- [SELECTED PASSAGE]:
========
A clean tech treatment for agricultural wastewater that adapts itself to the bacteria in the water may be an environment-friendly solution to a nagging problem.
Growing up in the Galilee region of Israel, Dr. Isam Sabbah was all too aware of the problems associated with the waste from olive presses. He’d seen organic wastes and oils flowing into the streets and through the valleys nearby his home.
As a student of environmental science at the Technion Israel Institute of Technology in the northern city of Haifa, he learned just how polluting the agriculture industry can be to groundwater. It became his goal to make the industry more environmentally friendly.
With a PhD in environmental sciences in hand, about seven years ago the Galilee Society (the Arab National Society for Health Research and Services that strives to achieve equitable health, environmental and socio-economic conditions for Palestinian Arabs in Israel) charged Sabbah with a research project to investigate ways of safely dealing with olive oil waste, pulp and oils.
The search for new solutions led to a startup
New solutions are needed, Sabbah tells ISRAEL21c: “If agricultural wastewater went straight to the wastewater treatment plant, the facility would just collapse.” In his search for ways to increase the effectiveness of biological reactors that digest organic materials in wastewater, Sabbah developed an idea for a system that could be a standalone or add-on to treat agricultural wastewater.
Then in 2009, he created Agrobics, a startup clean technology company developed to handle wastewater with high organic loading rates. The company of four received a grant from the Office of the Chief Scientist and today it’s based in Shefa-Amr, an Arab town in Israel’s north.
Sabbah explains the problems of the agriculture business: Even with good intentions, the most “organic” of farms produces waste – of the organic variety. Whether it’s a citrus fruit facility, olive press, or meat packing plant, any producer in the agro-industry must be mindful of plant and animal waste that’s flushed down the drain.
With organic loads 200 times those found in regular wastewater, the liquid waste from the agricultural industry can’t be flushed down the drain. It would overload the system, causing it to break down. And polluters looking to bypass the law know that fines can be steep.
As a result companies and farms either buy in-house equipment to digest the waste, or purchase the services of a company to come and collect it, at a cost of thousands of dollars per month.
========
- [PROVIDED INFORMATION]:
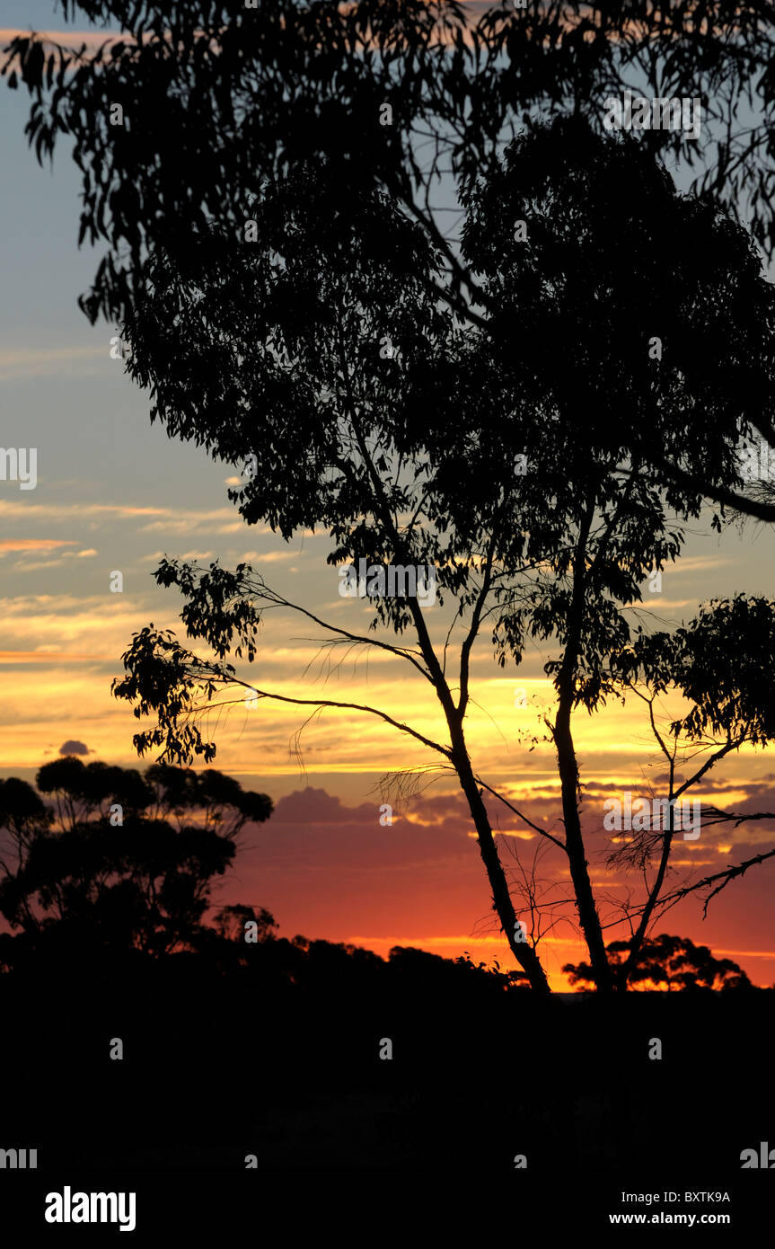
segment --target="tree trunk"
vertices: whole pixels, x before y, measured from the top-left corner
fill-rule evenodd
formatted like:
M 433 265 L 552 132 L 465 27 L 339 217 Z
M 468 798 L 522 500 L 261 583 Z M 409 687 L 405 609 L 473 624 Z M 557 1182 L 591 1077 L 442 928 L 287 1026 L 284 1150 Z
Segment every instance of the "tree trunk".
M 477 829 L 479 853 L 482 854 L 482 862 L 484 863 L 484 869 L 487 872 L 487 878 L 493 894 L 493 909 L 500 921 L 500 927 L 505 934 L 505 939 L 509 943 L 509 948 L 514 958 L 528 977 L 530 988 L 534 989 L 535 993 L 548 995 L 552 990 L 549 989 L 547 973 L 540 965 L 538 954 L 527 942 L 517 940 L 517 912 L 514 911 L 514 904 L 509 894 L 505 872 L 503 871 L 503 864 L 498 854 L 487 808 L 482 799 L 482 794 L 479 793 L 479 787 L 474 779 L 462 729 L 458 729 L 454 737 L 457 741 L 454 742 L 453 748 L 453 763 L 458 773 L 461 788 L 468 799 L 468 809 L 470 811 Z

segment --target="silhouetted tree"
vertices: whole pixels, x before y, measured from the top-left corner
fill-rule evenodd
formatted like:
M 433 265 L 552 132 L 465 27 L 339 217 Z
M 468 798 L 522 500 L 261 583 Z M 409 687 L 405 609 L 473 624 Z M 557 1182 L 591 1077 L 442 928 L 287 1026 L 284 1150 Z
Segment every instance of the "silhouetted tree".
M 92 320 L 100 312 L 117 320 L 132 340 L 160 274 L 175 274 L 173 285 L 185 287 L 202 272 L 207 251 L 223 291 L 235 240 L 268 255 L 272 217 L 287 210 L 283 190 L 298 182 L 318 265 L 322 256 L 329 265 L 346 256 L 358 270 L 376 240 L 386 250 L 426 240 L 437 260 L 417 270 L 426 305 L 441 300 L 492 333 L 492 289 L 461 252 L 447 210 L 462 207 L 475 180 L 493 175 L 502 145 L 525 117 L 573 115 L 602 134 L 607 100 L 625 89 L 700 102 L 701 141 L 668 126 L 635 131 L 638 142 L 650 157 L 680 157 L 706 201 L 734 212 L 745 204 L 755 239 L 769 252 L 775 245 L 771 2 L 715 2 L 703 9 L 699 26 L 693 6 L 663 11 L 650 0 L 592 4 L 583 15 L 572 0 L 530 0 L 524 9 L 503 0 L 477 7 L 475 16 L 456 0 L 260 0 L 251 9 L 218 0 L 61 0 L 61 9 L 66 19 L 86 15 L 121 35 L 106 37 L 92 56 L 22 35 L 9 45 L 5 72 L 32 96 L 26 132 L 39 160 L 52 156 L 60 135 L 75 144 L 84 177 L 80 240 L 110 245 L 82 306 Z M 754 109 L 741 107 L 751 99 Z M 379 211 L 386 204 L 403 236 Z M 245 242 L 248 221 L 257 247 Z M 659 227 L 658 219 L 653 224 Z M 302 229 L 298 214 L 287 221 L 287 234 Z M 614 255 L 612 240 L 609 261 Z M 699 240 L 683 251 L 684 261 L 693 256 L 715 264 Z M 308 277 L 313 305 L 318 265 Z M 201 311 L 213 300 L 227 336 L 226 297 L 212 292 Z M 643 312 L 650 306 L 646 300 Z M 255 320 L 263 341 L 258 311 Z M 237 342 L 228 347 L 223 337 L 218 363 L 227 372 Z M 567 345 L 550 346 L 564 352 Z M 522 336 L 508 350 L 529 361 Z M 147 347 L 142 355 L 147 360 Z M 160 335 L 157 357 L 160 376 L 191 365 L 173 333 Z M 149 381 L 142 362 L 134 376 Z M 281 383 L 282 375 L 263 402 L 290 397 Z M 754 406 L 758 433 L 775 447 L 766 405 Z M 739 436 L 734 425 L 708 425 L 716 438 Z M 636 437 L 643 432 L 629 411 L 626 426 Z M 690 461 L 675 447 L 651 443 L 650 462 L 665 482 L 775 518 L 771 486 L 741 491 L 713 456 Z
M 465 794 L 502 929 L 543 992 L 540 926 L 530 923 L 529 939 L 520 939 L 484 801 L 494 791 L 474 771 L 464 719 L 470 656 L 485 622 L 502 666 L 520 663 L 532 638 L 553 644 L 545 671 L 558 701 L 547 723 L 564 837 L 527 823 L 567 856 L 582 932 L 600 988 L 610 989 L 573 714 L 599 709 L 621 689 L 615 657 L 630 643 L 628 605 L 640 600 L 653 568 L 679 556 L 681 521 L 699 515 L 698 493 L 671 487 L 665 498 L 648 470 L 651 447 L 736 471 L 746 405 L 775 376 L 773 291 L 741 230 L 680 196 L 635 142 L 602 139 L 578 120 L 532 130 L 467 195 L 463 255 L 488 291 L 492 333 L 462 327 L 429 302 L 422 270 L 437 265 L 433 250 L 384 199 L 372 197 L 357 224 L 337 220 L 328 252 L 328 219 L 316 221 L 318 190 L 338 194 L 316 170 L 267 186 L 253 209 L 261 240 L 253 250 L 195 246 L 185 276 L 154 267 L 132 367 L 172 432 L 223 458 L 252 456 L 255 472 L 237 492 L 248 522 L 268 520 L 287 538 L 322 523 L 336 541 L 332 563 L 434 567 L 439 602 L 453 601 L 463 627 L 458 658 L 449 663 L 452 634 L 437 649 L 417 596 L 374 601 L 372 627 L 387 626 L 387 637 L 411 629 L 409 648 L 318 620 L 246 565 L 205 571 L 165 560 L 157 581 L 182 591 L 188 637 L 207 642 L 216 658 L 193 656 L 168 631 L 142 629 L 116 693 L 140 717 L 157 717 L 156 728 L 135 737 L 141 753 L 161 747 L 176 762 L 210 761 L 215 743 L 201 737 L 200 717 L 231 684 L 253 688 L 223 661 L 255 658 L 270 607 L 300 611 L 332 644 L 373 644 L 408 663 L 438 699 L 448 741 L 343 699 L 266 688 L 255 697 L 373 714 L 441 756 Z M 529 222 L 527 241 L 515 222 Z M 344 262 L 352 252 L 358 269 Z M 711 267 L 709 254 L 718 259 Z M 233 310 L 227 322 L 225 309 Z M 649 350 L 655 325 L 666 327 L 664 358 Z M 396 355 L 382 358 L 388 328 Z M 513 350 L 520 341 L 524 352 Z M 562 370 L 558 342 L 567 345 Z M 623 408 L 633 418 L 626 431 Z M 719 438 L 726 426 L 733 433 Z M 761 602 L 760 611 L 771 616 L 773 607 Z M 760 641 L 775 657 L 773 632 Z M 676 659 L 673 681 L 683 676 Z M 751 704 L 765 698 L 751 683 Z M 734 741 L 749 739 L 750 728 L 743 717 Z M 656 894 L 663 883 L 664 872 Z
M 629 940 L 607 945 L 613 967 L 624 967 L 630 953 Z M 592 988 L 594 973 L 588 963 L 565 963 L 563 972 L 572 984 Z M 714 958 L 708 945 L 695 945 L 686 937 L 660 933 L 639 947 L 629 973 L 631 984 L 668 989 L 750 989 L 748 975 L 730 958 Z
M 195 948 L 240 829 L 272 811 L 266 794 L 245 793 L 215 771 L 151 767 L 141 778 L 67 757 L 44 764 L 37 787 L 51 806 L 26 782 L 0 788 L 0 914 L 21 929 L 5 942 L 6 964 L 74 947 L 154 955 Z M 170 816 L 185 818 L 173 827 Z

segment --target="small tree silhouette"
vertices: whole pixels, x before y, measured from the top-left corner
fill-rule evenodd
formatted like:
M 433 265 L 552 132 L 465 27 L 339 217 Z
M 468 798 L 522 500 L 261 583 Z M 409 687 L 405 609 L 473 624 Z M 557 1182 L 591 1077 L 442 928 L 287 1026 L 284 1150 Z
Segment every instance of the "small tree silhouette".
M 625 964 L 630 952 L 629 940 L 615 940 L 607 945 L 613 968 Z M 588 963 L 565 963 L 563 972 L 572 984 L 588 992 L 594 987 L 594 974 Z M 688 937 L 669 937 L 660 933 L 640 945 L 640 953 L 629 973 L 631 984 L 668 992 L 688 989 L 750 989 L 750 979 L 741 967 L 729 958 L 714 958 L 708 945 L 695 945 Z
M 6 965 L 74 948 L 155 957 L 195 948 L 240 829 L 272 812 L 266 794 L 215 769 L 151 767 L 141 777 L 66 757 L 44 764 L 37 787 L 49 806 L 24 781 L 0 782 L 0 914 L 20 929 L 5 934 Z

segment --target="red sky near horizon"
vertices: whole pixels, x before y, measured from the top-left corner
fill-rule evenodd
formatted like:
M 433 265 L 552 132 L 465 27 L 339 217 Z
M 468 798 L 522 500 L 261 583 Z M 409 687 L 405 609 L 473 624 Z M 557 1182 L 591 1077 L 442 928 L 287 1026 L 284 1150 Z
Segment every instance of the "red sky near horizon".
M 27 16 L 6 20 L 21 24 Z M 32 11 L 29 20 L 36 21 Z M 50 22 L 40 25 L 50 29 Z M 0 94 L 6 121 L 0 160 L 14 170 L 0 186 L 2 441 L 39 448 L 34 491 L 0 482 L 0 776 L 31 781 L 67 741 L 84 743 L 86 759 L 141 767 L 132 748 L 140 726 L 126 704 L 112 699 L 110 683 L 121 674 L 132 632 L 150 621 L 180 631 L 178 600 L 151 578 L 162 555 L 203 562 L 217 557 L 227 567 L 247 560 L 282 593 L 324 618 L 364 628 L 368 615 L 361 601 L 338 597 L 323 535 L 301 535 L 285 545 L 266 527 L 247 528 L 226 497 L 237 466 L 215 465 L 150 426 L 147 396 L 110 357 L 115 328 L 89 326 L 76 307 L 97 264 L 95 252 L 75 246 L 77 171 L 64 149 L 52 174 L 40 170 L 24 139 L 25 96 Z M 774 555 L 771 528 L 751 525 L 719 537 L 704 518 L 688 535 L 685 557 L 664 575 L 661 592 L 651 596 L 644 587 L 641 617 L 664 627 L 690 618 L 714 595 L 770 595 Z M 115 570 L 124 575 L 121 593 L 110 591 Z M 432 624 L 434 637 L 443 638 L 448 618 L 439 613 Z M 442 734 L 441 716 L 419 677 L 384 654 L 368 662 L 347 656 L 332 666 L 314 634 L 308 621 L 273 617 L 256 664 L 243 674 L 280 693 L 303 689 L 306 697 L 368 701 L 427 736 Z M 530 752 L 528 741 L 550 702 L 547 657 L 534 649 L 520 669 L 503 673 L 487 644 L 479 647 L 468 737 L 474 767 L 487 782 L 530 819 L 562 833 L 553 752 L 545 744 Z M 515 706 L 519 688 L 527 692 L 525 707 Z M 396 804 L 391 827 L 379 824 L 379 777 L 423 767 L 432 756 L 376 718 L 327 712 L 302 737 L 303 772 L 291 748 L 303 719 L 298 708 L 278 704 L 256 711 L 238 704 L 218 723 L 213 719 L 215 766 L 276 802 L 272 819 L 251 832 L 217 901 L 266 907 L 287 937 L 353 942 L 381 954 L 394 944 L 448 957 L 467 949 L 475 959 L 497 957 L 513 965 L 490 909 L 470 818 L 451 778 L 437 779 L 409 804 Z M 604 797 L 635 791 L 649 778 L 658 787 L 659 759 L 640 706 L 612 704 L 594 718 L 580 713 L 577 741 L 593 879 L 610 918 L 628 884 L 638 882 L 605 872 L 599 808 Z M 775 809 L 771 752 L 733 756 L 698 794 L 738 812 Z M 507 869 L 517 872 L 512 852 L 529 864 L 538 837 L 507 808 L 490 804 L 490 811 L 502 829 Z M 698 842 L 680 846 L 676 883 L 688 872 L 704 876 L 773 844 L 766 824 L 703 831 Z M 542 872 L 553 896 L 562 897 L 565 866 L 549 854 Z M 683 902 L 655 932 L 710 945 L 716 955 L 739 962 L 755 983 L 773 984 L 773 872 L 775 862 L 751 868 L 713 901 L 704 922 L 696 897 Z M 565 911 L 572 916 L 572 908 Z M 563 963 L 585 952 L 569 919 L 558 914 L 557 921 L 543 949 L 553 985 L 563 988 Z M 612 928 L 607 936 L 626 933 Z

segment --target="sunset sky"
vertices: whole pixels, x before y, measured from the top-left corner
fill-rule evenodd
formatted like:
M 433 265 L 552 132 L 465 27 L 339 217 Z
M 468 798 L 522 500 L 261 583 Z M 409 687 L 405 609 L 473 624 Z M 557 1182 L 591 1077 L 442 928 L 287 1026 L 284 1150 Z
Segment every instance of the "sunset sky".
M 6 0 L 0 42 L 16 29 L 62 27 L 44 0 Z M 87 27 L 84 27 L 86 30 Z M 361 600 L 341 598 L 338 577 L 326 565 L 331 545 L 323 533 L 286 545 L 263 527 L 248 528 L 226 497 L 236 466 L 213 463 L 193 446 L 171 442 L 151 427 L 149 400 L 110 358 L 115 327 L 95 328 L 76 306 L 90 284 L 99 255 L 76 247 L 79 171 L 62 145 L 54 171 L 40 169 L 22 130 L 25 91 L 0 84 L 2 231 L 0 265 L 5 297 L 0 305 L 0 381 L 4 447 L 37 447 L 37 487 L 21 491 L 0 482 L 0 568 L 2 632 L 0 664 L 0 774 L 34 779 L 41 763 L 67 741 L 85 743 L 92 758 L 141 766 L 132 749 L 139 728 L 126 703 L 110 693 L 121 674 L 120 656 L 132 632 L 154 622 L 180 628 L 180 600 L 151 578 L 162 555 L 226 567 L 248 561 L 281 593 L 316 615 L 358 632 L 369 620 Z M 738 591 L 771 593 L 775 536 L 749 522 L 721 537 L 698 523 L 686 553 L 663 580 L 663 592 L 644 587 L 644 612 L 665 626 L 689 620 L 699 602 Z M 124 575 L 124 592 L 110 592 L 110 576 Z M 449 624 L 447 608 L 428 611 L 436 637 Z M 273 613 L 246 679 L 296 697 L 367 702 L 431 737 L 443 737 L 441 716 L 419 676 L 389 656 L 371 653 L 327 667 L 311 622 Z M 498 669 L 487 642 L 473 666 L 468 739 L 474 767 L 537 823 L 562 833 L 559 786 L 553 751 L 529 742 L 540 731 L 538 714 L 550 704 L 543 674 L 545 654 L 528 653 L 517 671 Z M 771 681 L 771 673 L 763 673 Z M 524 687 L 528 706 L 514 706 Z M 271 794 L 272 819 L 247 837 L 236 871 L 218 901 L 267 907 L 282 936 L 347 940 L 387 953 L 394 944 L 422 945 L 448 957 L 469 950 L 477 959 L 497 955 L 513 965 L 497 933 L 489 892 L 470 819 L 452 778 L 441 776 L 411 803 L 397 804 L 392 827 L 381 827 L 381 777 L 434 762 L 429 752 L 381 724 L 376 717 L 326 711 L 305 731 L 303 771 L 292 739 L 303 712 L 263 702 L 237 706 L 217 728 L 215 766 L 246 788 Z M 638 887 L 607 874 L 597 862 L 604 846 L 600 804 L 623 789 L 654 781 L 654 754 L 643 707 L 610 704 L 575 723 L 593 881 L 617 899 Z M 146 763 L 151 759 L 146 759 Z M 423 787 L 431 776 L 423 781 Z M 741 751 L 698 791 L 705 801 L 736 811 L 775 809 L 771 752 Z M 532 862 L 539 838 L 504 807 L 500 852 L 515 871 L 513 853 Z M 704 831 L 681 844 L 675 866 L 700 876 L 773 844 L 763 826 Z M 734 848 L 734 851 L 733 851 Z M 542 876 L 560 897 L 567 869 L 547 857 Z M 656 931 L 709 944 L 738 960 L 760 984 L 775 982 L 773 884 L 775 867 L 754 868 L 701 906 L 689 899 Z M 613 903 L 612 903 L 613 906 Z M 603 907 L 607 913 L 605 906 Z M 614 929 L 609 937 L 624 937 Z M 548 953 L 547 953 L 548 950 Z M 552 983 L 559 968 L 583 957 L 567 922 L 548 938 L 544 958 Z

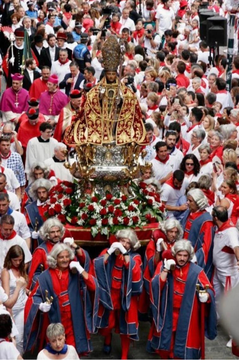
========
- [TASK REQUIREMENTS]:
A) From the article on agricultural wastewater, print the part starting with "Then in 2009, he" and going on through "that’s flushed down the drain.".
B) Using the article on agricultural wastewater, answer these:
(i) At which school did Sabbah study environmental science?
(ii) In what year did he create Agrobics?
(iii) How many times the organic loads of regular wastewater does liquid waste from the agricultural industry carry?

- [SOLUTIONS]:
A)
Then in 2009, he created Agrobics, a startup clean technology company developed to handle wastewater with high organic loading rates. The company of four received a grant from the Office of the Chief Scientist and today it’s based in Shefa-Amr, an Arab town in Israel’s north.
Sabbah explains the problems of the agriculture business: Even with good intentions, the most “organic” of farms produces waste – of the organic variety. Whether it’s a citrus fruit facility, olive press, or meat packing plant, any producer in the agro-industry must be mindful of plant and animal waste that’s flushed down the drain.

B)
(i) The Technion Israel Institute of Technology in Haifa
(ii) 2009
(iii) 200 times